• **Work instructions**
Gather every line of the data below that contains the string "front" and copy each one in full. Case counts when matching.

▬▬▬▬▬▬

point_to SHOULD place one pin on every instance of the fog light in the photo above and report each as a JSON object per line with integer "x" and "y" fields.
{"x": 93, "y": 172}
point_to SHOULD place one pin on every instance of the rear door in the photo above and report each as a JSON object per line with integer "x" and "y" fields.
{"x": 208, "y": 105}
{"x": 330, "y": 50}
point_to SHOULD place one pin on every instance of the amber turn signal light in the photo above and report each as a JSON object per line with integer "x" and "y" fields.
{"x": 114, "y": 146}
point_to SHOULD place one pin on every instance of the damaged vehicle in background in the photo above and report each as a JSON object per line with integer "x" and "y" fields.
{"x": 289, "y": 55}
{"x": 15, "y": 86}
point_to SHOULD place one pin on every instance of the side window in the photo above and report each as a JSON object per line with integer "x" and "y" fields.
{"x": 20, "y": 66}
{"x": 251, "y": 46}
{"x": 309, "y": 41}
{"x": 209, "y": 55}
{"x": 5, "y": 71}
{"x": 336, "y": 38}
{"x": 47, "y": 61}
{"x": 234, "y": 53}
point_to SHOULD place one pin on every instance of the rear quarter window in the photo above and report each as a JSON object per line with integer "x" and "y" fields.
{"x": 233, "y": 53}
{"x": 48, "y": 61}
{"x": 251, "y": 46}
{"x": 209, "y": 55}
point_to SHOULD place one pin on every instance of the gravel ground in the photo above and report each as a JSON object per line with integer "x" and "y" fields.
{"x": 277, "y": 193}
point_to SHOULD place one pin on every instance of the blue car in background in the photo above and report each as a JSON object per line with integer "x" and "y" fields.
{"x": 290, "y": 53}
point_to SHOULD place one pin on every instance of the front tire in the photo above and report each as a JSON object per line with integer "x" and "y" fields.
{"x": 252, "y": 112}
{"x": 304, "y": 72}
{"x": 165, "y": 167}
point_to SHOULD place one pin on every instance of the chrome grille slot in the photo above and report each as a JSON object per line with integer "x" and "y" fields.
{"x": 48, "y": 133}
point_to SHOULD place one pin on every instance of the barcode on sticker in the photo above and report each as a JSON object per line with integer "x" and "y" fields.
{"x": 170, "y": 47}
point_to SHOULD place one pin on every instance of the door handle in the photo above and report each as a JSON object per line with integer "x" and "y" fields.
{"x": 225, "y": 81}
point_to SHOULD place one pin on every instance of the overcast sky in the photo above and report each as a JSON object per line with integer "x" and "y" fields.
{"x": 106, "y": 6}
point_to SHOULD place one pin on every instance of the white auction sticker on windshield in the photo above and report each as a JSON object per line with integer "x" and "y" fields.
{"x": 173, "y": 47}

▬▬▬▬▬▬

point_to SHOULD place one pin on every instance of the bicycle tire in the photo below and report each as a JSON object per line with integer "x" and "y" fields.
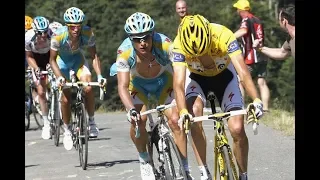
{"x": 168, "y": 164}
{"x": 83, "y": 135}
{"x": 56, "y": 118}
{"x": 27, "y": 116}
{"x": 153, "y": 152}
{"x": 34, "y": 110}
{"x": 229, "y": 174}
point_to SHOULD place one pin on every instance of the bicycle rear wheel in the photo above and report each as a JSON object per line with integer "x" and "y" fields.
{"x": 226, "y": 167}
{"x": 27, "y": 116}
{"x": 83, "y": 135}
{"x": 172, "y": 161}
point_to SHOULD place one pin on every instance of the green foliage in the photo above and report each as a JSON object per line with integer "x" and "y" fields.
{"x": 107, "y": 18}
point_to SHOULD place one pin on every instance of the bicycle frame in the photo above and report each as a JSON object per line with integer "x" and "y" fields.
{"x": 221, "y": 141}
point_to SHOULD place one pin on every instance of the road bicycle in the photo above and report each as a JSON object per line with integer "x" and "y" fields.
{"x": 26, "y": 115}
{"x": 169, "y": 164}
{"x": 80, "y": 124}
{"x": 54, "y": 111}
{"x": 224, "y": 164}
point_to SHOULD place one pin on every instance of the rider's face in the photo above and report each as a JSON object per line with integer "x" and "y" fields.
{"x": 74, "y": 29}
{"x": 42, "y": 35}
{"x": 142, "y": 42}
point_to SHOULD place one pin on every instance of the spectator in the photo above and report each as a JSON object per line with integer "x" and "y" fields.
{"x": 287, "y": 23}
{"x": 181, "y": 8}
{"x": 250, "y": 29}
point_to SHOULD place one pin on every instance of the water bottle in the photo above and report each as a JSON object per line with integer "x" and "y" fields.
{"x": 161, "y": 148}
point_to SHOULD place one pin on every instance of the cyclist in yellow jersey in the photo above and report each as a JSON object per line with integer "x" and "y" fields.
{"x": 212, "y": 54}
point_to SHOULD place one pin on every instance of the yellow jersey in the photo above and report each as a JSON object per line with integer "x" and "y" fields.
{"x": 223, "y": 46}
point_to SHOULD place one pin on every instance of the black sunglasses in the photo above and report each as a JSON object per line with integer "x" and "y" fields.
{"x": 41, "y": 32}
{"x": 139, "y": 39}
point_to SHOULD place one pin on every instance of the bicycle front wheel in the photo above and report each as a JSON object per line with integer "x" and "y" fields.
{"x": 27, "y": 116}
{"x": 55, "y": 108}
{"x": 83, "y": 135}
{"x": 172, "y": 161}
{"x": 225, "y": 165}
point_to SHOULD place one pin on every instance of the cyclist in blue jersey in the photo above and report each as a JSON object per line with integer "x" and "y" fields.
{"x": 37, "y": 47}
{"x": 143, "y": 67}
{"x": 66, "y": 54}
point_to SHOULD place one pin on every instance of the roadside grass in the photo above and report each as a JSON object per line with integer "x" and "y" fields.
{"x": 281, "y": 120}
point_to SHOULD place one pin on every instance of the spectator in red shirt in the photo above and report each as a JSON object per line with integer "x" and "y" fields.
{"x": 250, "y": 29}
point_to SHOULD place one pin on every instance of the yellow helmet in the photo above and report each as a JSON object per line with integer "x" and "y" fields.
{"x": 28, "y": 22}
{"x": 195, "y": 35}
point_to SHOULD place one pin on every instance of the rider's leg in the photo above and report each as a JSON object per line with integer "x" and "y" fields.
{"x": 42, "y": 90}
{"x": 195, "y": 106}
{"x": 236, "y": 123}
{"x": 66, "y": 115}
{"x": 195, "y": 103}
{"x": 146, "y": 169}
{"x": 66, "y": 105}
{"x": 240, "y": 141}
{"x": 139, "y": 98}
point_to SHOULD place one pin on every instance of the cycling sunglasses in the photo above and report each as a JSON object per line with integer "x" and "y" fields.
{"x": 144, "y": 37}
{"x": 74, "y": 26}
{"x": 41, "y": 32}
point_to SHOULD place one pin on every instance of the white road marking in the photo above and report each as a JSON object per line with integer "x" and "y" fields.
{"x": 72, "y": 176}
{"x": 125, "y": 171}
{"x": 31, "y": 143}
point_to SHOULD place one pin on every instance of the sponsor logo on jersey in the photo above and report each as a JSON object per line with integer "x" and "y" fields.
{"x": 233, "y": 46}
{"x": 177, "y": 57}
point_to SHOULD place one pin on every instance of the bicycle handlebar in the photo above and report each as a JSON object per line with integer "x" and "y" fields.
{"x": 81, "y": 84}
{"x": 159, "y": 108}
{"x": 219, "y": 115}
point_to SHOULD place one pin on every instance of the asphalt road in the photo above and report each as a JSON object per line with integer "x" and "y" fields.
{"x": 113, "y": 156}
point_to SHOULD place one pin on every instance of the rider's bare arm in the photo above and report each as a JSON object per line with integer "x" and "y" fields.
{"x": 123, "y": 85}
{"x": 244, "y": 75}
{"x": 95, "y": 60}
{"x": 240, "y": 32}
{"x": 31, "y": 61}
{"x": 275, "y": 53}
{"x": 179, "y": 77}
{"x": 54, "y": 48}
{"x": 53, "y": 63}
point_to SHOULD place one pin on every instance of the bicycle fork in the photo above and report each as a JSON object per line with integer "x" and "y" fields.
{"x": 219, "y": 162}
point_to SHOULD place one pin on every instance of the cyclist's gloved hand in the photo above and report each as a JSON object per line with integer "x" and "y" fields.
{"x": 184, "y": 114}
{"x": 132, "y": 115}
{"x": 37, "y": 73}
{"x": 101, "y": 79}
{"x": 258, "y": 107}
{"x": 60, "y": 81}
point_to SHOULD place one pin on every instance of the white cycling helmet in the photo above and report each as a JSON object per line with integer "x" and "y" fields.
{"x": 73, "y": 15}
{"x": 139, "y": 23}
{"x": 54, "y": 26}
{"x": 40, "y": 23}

▬▬▬▬▬▬

• **Completed exercise**
point_to SHOULD place one pin on every instance of the front tire in the photo above and report each as a JSON object per line with integer "x" and "y" fields.
point_to SHOULD place one pin on every instance of the bicycle front wheel in the photo above and report each as a JSON object per line with integer "x" and "y" fields.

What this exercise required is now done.